[Dataset rows]
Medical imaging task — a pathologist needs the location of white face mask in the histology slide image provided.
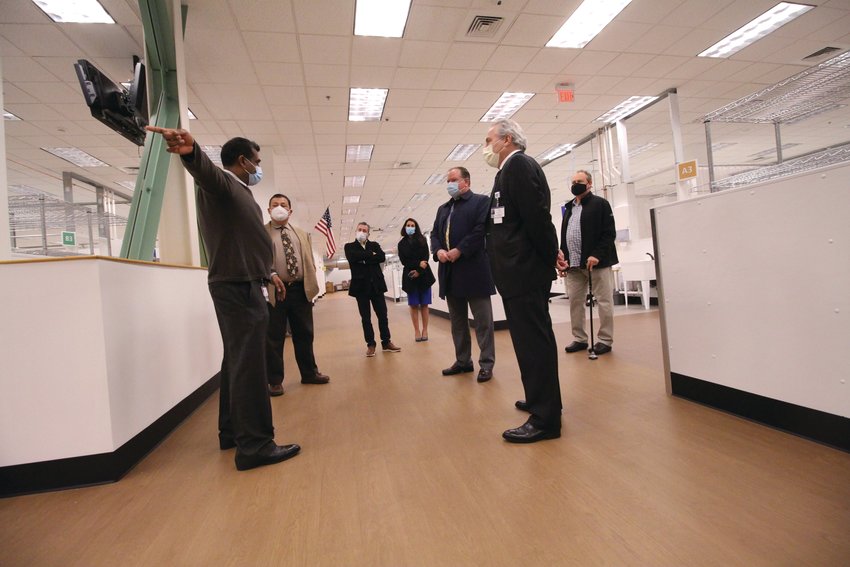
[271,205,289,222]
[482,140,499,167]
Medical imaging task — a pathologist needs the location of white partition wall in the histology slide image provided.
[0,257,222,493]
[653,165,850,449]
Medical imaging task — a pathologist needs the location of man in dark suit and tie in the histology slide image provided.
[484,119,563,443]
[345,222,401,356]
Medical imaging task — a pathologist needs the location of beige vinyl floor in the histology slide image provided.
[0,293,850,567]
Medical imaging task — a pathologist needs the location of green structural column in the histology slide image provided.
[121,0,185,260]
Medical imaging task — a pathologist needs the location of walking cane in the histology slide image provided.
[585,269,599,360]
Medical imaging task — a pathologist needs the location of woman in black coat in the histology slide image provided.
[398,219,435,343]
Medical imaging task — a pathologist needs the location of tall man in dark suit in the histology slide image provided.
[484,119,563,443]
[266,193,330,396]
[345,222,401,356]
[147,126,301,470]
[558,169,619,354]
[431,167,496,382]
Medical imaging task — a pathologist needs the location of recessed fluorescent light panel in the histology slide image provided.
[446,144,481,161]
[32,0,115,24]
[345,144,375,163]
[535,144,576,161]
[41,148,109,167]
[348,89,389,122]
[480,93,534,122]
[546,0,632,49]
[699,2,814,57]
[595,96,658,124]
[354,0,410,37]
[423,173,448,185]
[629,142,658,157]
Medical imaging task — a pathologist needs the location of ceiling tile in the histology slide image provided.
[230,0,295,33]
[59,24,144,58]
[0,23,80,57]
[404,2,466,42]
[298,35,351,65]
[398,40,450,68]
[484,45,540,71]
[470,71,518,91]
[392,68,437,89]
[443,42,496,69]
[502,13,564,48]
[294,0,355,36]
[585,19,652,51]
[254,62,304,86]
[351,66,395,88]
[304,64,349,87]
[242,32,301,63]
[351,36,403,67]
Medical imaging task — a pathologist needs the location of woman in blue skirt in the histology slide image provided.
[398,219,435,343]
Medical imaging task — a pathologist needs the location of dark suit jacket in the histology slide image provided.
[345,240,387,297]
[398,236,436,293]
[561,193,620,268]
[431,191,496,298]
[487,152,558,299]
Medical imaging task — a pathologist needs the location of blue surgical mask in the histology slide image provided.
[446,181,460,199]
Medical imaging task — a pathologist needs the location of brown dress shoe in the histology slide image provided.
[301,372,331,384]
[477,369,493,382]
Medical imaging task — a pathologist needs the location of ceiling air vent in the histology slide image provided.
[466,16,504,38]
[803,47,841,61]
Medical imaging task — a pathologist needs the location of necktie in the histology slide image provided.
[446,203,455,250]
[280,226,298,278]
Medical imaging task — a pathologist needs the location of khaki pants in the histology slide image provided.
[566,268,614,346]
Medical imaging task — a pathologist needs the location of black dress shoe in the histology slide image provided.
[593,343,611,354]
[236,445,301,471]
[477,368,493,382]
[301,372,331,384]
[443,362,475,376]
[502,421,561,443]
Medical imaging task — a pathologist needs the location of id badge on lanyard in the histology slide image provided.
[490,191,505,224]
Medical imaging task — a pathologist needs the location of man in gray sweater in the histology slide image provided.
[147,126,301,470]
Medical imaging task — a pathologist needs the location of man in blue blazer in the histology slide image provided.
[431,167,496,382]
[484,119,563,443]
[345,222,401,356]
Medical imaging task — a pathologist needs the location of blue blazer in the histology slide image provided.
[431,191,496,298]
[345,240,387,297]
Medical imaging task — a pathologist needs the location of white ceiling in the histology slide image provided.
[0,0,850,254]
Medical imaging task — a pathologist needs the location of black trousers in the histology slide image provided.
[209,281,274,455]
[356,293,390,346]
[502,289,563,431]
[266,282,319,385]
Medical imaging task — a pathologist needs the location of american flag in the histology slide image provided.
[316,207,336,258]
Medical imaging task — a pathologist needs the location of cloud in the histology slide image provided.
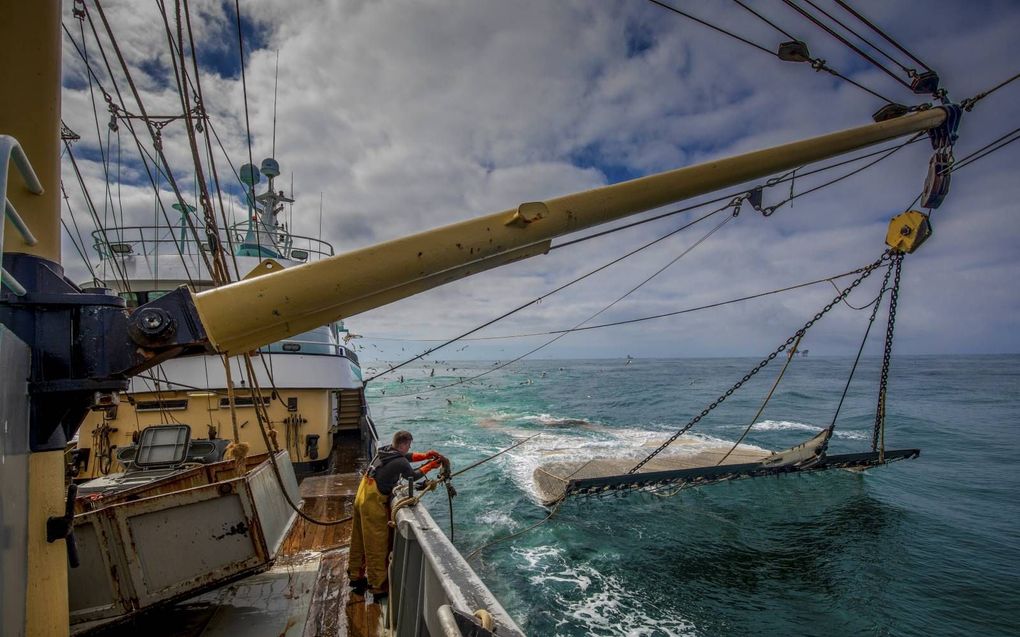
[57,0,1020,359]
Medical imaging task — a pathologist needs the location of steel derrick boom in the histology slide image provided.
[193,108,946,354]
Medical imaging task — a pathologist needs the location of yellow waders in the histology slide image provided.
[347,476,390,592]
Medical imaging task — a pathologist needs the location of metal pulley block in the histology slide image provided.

- **Job**
Rewrite the records as a JSON list of strings, one string per line and no blank lines, starting at the line containing "of blue blazer" and ending at the line containing "[266,282,319,385]".

- **Task solution**
[
  "Medical imaging task — a pathologist needs the location of blue blazer in the histology slide image provided.",
  "[431,191,496,298]",
  "[345,240,387,297]",
  "Medical imaging task — a pathologist needs the location of white ceiling in the histology slide image provided.",
  "[0,0,850,254]",
  "Medical imaging task — a pathologist needs the location of black trousers in the histology slide image provided.",
  "[209,281,274,455]",
  "[356,293,390,346]",
  "[502,289,563,431]",
  "[266,282,319,385]"
]